No comment, but my guess: marks allocated memory chuck as unused and consolidates it with surrounding unused chunks.
Purely just speculation:
If we are sure (are we?) that it's not lua memory usage, maybe memory is leaking on C side of things, but caused by some lua code creating massive amounts of objects (that are allocated/freed lua-side?). Flux mentioned entites trying to spawn in inactive mapblocks and disappearing, can that be the cause? Maybe some mod spamming
add_entity()
on each globalstep if it fails? Or something similar?This would be pure coincidence, but I learned that
moremesecons_entity_detector
does not have any limit on range and people use it for mob farms and such. Since it just allocates a list for all entities it found and people use it with ranges like5000
and in the nether mob farms, could that be the culprit?Or am I missing something?
Since we discussed it in chat, Chache reported it:
#4988
UPD: tried creating massive amounts of detectors on the test, it lags the server, but can't see any other effects by just looking at dtime. Will need Alias to run perf and top or something X)
Not sure about specific implementation of lua GC, but garbage collectors often run in background threads or intermittently always. So could be just coincidence, although one of the symptoms of approaching close to memory consumption limit is that the GC is run often and sometimes take relatively longer to run trying hard to free some memory.
We spent whole day running an array of almost 2000 entity detectors on the test server, it caused dtime to heavily depend on number of entities active (as expected), but did not seem to cause any leaks - memory usage also just corresponded to number of mobs.

=-=-=

Reproduce the passage of the memory-leak thread starting with "on each globalstep" and going on through "or something X)".

Stored items:
=-=-=

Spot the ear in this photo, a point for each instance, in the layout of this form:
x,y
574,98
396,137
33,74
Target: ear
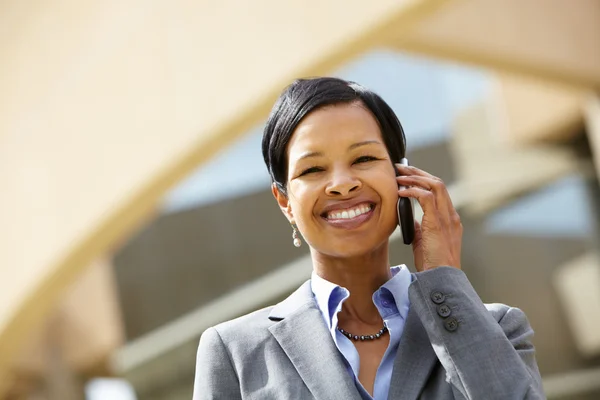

=-=-=

- _Expected answer_:
on each globalstep if it fails? Or something similar?This would be pure coincidence, but I learned that
moremesecons_entity_detector
does not have any limit on range and people use it for mob farms and such. Since it just allocates a list for all entities it found and people use it with ranges like5000
and in the nether mob farms, could that be the culprit?Or am I missing something?
Since we discussed it in chat, Chache reported it:
#4988
UPD: tried creating massive amounts of detectors on the test, it lags the server, but can't see any other effects by just looking at dtime. Will need Alias to run perf and top or something X)